Text to read |
Parental obscenities continue in Adam Mansbach's latest title
Loading...
It’s a familiar struggle. Your child is seated in front of a full plate of nutritious food, flatly refusing to consume a single morsel. You barter. You beg. You threaten. Level them with statistics about their good fortune. Enforce rules about mealtime attentiveness. Give praise for small successes.
Finally, you collapse into exhaustion and renege on refusals to allow dessert, knowing that at least ice cream has enough fat and calories to sustain them to the next morning. Outwardly, you’re trying your darndest to model polite, calm behavior while in your mind there may be an array of choice words you try to never use around the kids.
Author Adam Mansbach feels your pain. After achieving unexpected success (and 41 weeks on the New York Times bestseller list) with his first book, “Go The [expletive deleted] to Sleep,” Mr. Mansbach tackles another common challenge for modern parents, the often mighty struggle to encourage your child to eat. “You Have to [expletive deleted] Eat” has been long-anticipated by Mansbach’s wide fanbase (including some illustrious admirers like actor Samuel L. Jackson who famously narrated the audiobook) and it arrived in bookstores everywhere on Nov. 12.

Data section |
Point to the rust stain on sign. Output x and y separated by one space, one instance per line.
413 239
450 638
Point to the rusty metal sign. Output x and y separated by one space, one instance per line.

Tasks and exercises |
A – Retype the passage from the article on Adam Mansbach's new book, from "Parental obscenities continue" up to and including "around the kids.".
B – Answer these questions using the article on Adam Mansbach's new book:
(i) What dessert does the article say has enough fat and calories to sustain a child until the next morning?
(ii) For how many weeks was Mansbach's first book on the New York Times bestseller list?
(iii) On what date did "You Have to [expletive deleted] Eat" arrive in bookstores?
C – Write the next part of the article on Adam Mansbach's new book, beginning after its final sentence.

Results of the tasks |
A –
Parental obscenities continue in Adam Mansbach's latest title
Loading...
It’s a familiar struggle. Your child is seated in front of a full plate of nutritious food, flatly refusing to consume a single morsel. You barter. You beg. You threaten. Level them with statistics about their good fortune. Enforce rules about mealtime attentiveness. Give praise for small successes.
Finally, you collapse into exhaustion and renege on refusals to allow dessert, knowing that at least ice cream has enough fat and calories to sustain them to the next morning. Outwardly, you’re trying your darndest to model polite, calm behavior while in your mind there may be an array of choice words you try to never use around the kids.

B –
(i) Ice cream
(ii) 41 weeks
(iii) Nov. 12

C –
Mansbach’s children’s-style book for adults is as innovative as it is funny. Owen Brozman, a Brooklyn-based graphic illustrator, shows a cross-armed, sour-faced child surrounded by ring-tailed lemurs and piles of fruits and vegetables. Soothing, lyrical prose is punctuated by irreverent and plentiful profanity. A sample page shows lambs grazing and adorable bunnies, painted in the idyll of a pastoral setting: “The bunnies are munching on carrots, the lambs nibble grasses and bleat. I know you’re too hungry to reason with, but you have to [expletive deleted] eat.”
Actor Bryan Cranston, most recently acclaimed for his "Breaking Bad" performance, has narrated the audiobook version of the story for US audiences. Actor and comedian Stephen Fry and comedian Dave Hughes have leant their voices to the UK and Australian versions of the audiobook, respectively.
Sophomore efforts to repeat a meteoric success can sometimes have dubious outcomes, but it’s hard to say if that will be the case for Mansbach. He seems to have wisely chosen to put a few years and a carefully-selected topic between his first best-seller and the new book. It’s possible that this new expletive-laced book will now come in a boxed set with its predecessor for baby showers and holiday gifts.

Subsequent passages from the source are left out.